> **TEXTE FOURNI**
· · ·
Défense des qualifications au CNU: amère victoire… face à une loi qui prolonge le démantèlement du service public
L’amendement n°6 supprimant les qualifications par évaluation des travaux scientifiques et pédagogiques au Conseil National des Universités a été retiré, grâce à la mobilisation immédiate de la communauté universitaire pour défendre cette forme d’évaluation intelligente ainsi que la centaine de disciplines scientifiques et pédagogiques représentées au Conseil National des Universités : 16 000 signatures de la pétition nationale en 48 heures, des dizaines de communiqués d’organisations syndicales et d’instances scientifiques. Victoire ! …est-ce une victoire ?
Amère victoire pour les étudiant-e-s et leurs familles pour qui, par ailleurs, cette loi LRU-2 maintient les orientations délétères fixées par le gouvernement précédent de démantèlement du service public national d’enseignement supérieur. Les promesses électorales de préservation budgétaire du secteur de l’éducation nationale ne sont pas tenues dans le supérieur : sous le subterfuge de « l’autonomie » des dizaines d’universités sont mises en faillites par sous-dotation budgétaire. Ce sont deux millions d’étudiant-e-s et les familles les plus dépendantes du service public, qui sont victimes de ces politiques : victimes des coupes dans l’offre de formation et volumes horaires enseignés ; victimes pour leur accueil des restructurations de services administratifs et documentaires ; victimes pour leur encadrement pédagogique des gels de postes d’enseignants.
· · ·
> **ENTRÉES RÉPERTORIÉES**

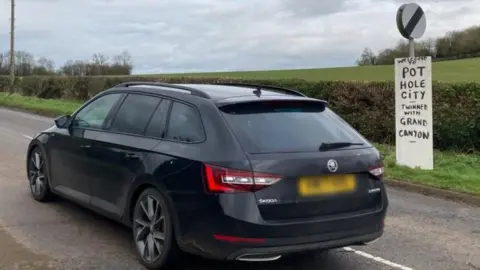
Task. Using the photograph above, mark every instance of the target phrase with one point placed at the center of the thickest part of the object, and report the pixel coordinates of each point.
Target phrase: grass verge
(47, 107)
(453, 171)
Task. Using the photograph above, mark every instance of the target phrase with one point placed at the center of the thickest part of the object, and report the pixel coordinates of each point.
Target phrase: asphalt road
(421, 232)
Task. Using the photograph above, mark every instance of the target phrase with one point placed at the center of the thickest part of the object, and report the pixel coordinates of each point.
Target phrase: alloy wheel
(37, 174)
(149, 228)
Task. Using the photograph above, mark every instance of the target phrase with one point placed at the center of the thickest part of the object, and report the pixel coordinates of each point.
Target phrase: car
(226, 171)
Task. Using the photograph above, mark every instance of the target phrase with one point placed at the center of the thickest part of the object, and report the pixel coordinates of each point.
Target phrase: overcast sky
(166, 36)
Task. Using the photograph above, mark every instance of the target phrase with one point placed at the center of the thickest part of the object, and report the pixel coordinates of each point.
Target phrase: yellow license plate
(327, 185)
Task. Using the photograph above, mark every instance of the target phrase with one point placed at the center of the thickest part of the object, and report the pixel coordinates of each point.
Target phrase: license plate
(327, 185)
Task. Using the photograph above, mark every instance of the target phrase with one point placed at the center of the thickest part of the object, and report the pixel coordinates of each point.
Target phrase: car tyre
(38, 176)
(152, 228)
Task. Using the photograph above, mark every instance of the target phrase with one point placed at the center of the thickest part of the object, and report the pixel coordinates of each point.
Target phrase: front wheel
(38, 176)
(153, 230)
· · ·
> **TÂCHE À RÉALISER**
D'après le texte fourni, combien de signatures la pétition nationale a-t-elle recueillies en 48 heures ?

> **RÉSULTAT ATTENDU**
La pétition nationale a recueilli 16 000 signatures en 48 heures.